- GOAL OF THE EXERCISE:
Retype each of the items below without changing a word, and leave the pictures out of your copy.

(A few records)
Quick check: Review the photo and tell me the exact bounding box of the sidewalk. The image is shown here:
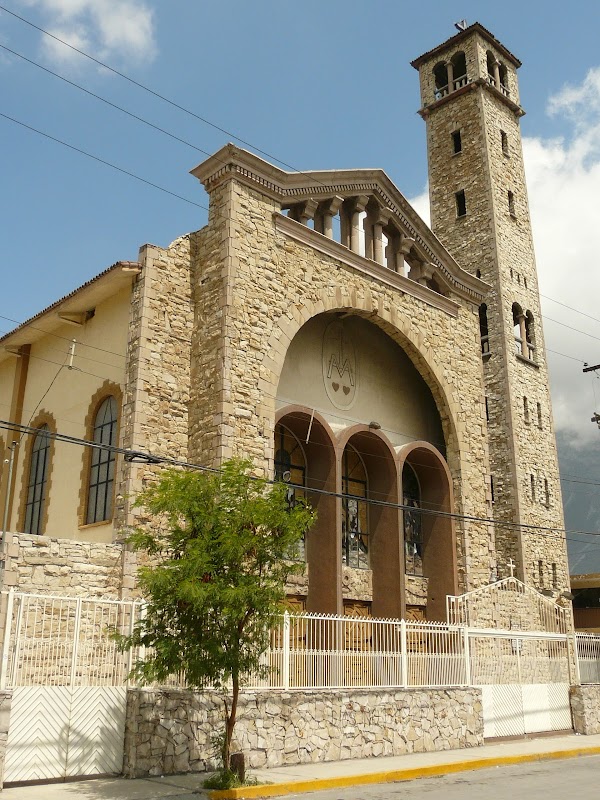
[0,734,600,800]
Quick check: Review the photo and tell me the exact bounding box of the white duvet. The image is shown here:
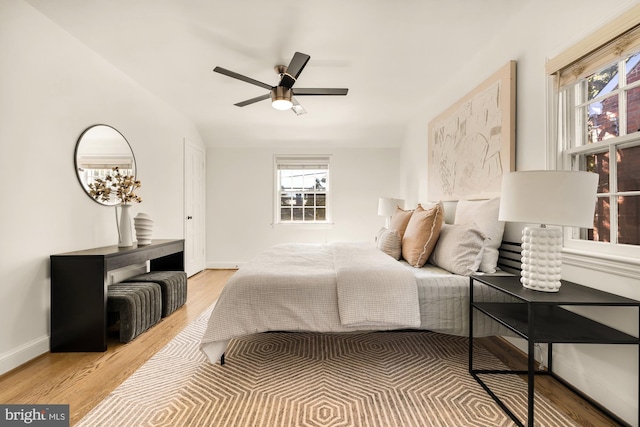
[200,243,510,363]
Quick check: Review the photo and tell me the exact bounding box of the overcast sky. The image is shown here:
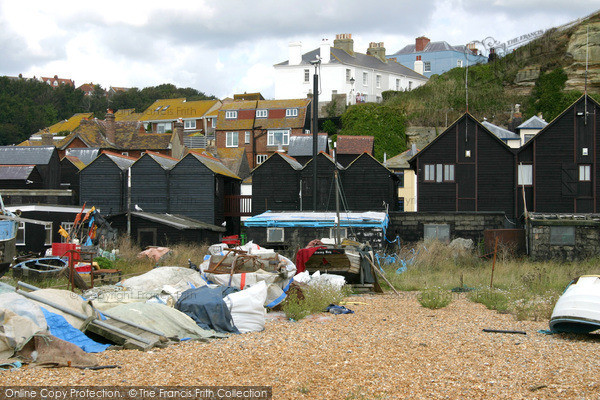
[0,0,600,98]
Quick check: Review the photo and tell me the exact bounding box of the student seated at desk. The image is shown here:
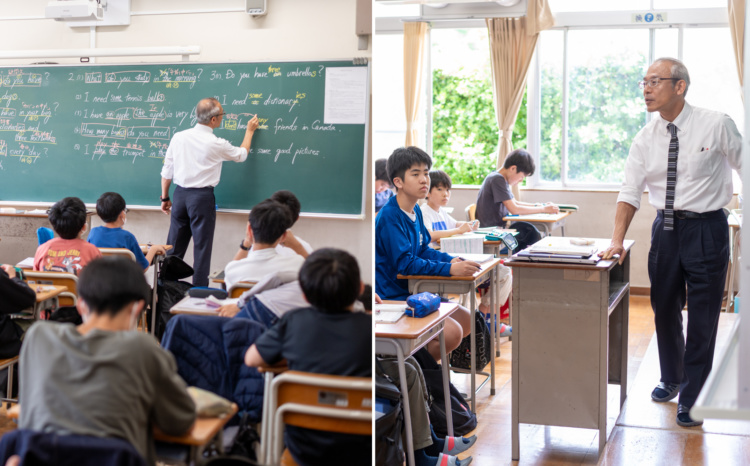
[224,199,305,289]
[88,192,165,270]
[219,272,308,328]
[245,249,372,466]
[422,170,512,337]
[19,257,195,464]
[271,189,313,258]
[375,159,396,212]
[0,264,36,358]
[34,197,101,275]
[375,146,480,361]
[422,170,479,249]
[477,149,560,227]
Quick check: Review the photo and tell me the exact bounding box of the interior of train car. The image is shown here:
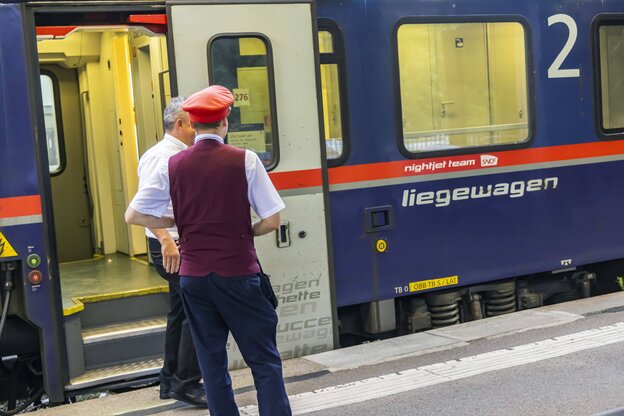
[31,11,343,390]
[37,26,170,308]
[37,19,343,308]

- TASK ANSWER:
Quick check: Review the photo and tell me the exact bounding box of the sidewalk. The image is shown here:
[0,734,600,800]
Quick check: Review the photo and tell me the exact bounding box of the white duvet. The image is shown here:
[200,243,510,363]
Quick check: Review the photo and tell me the exact bounding box of the overcast sky. The image is shown here:
[0,0,600,98]
Quick check: Review the photo and tell me the exact bounding box of the student seated at desk. The image is shown here:
[224,199,305,289]
[88,192,165,270]
[219,272,308,328]
[245,249,372,466]
[422,170,512,337]
[19,257,195,464]
[271,189,313,258]
[375,159,396,212]
[0,264,36,358]
[34,197,101,275]
[375,146,480,361]
[422,170,479,249]
[477,149,560,227]
Quick check: Review the photo and tell me the exact bounding box of the interior of train car. The image is shown here:
[31,11,343,390]
[37,26,170,308]
[37,19,343,308]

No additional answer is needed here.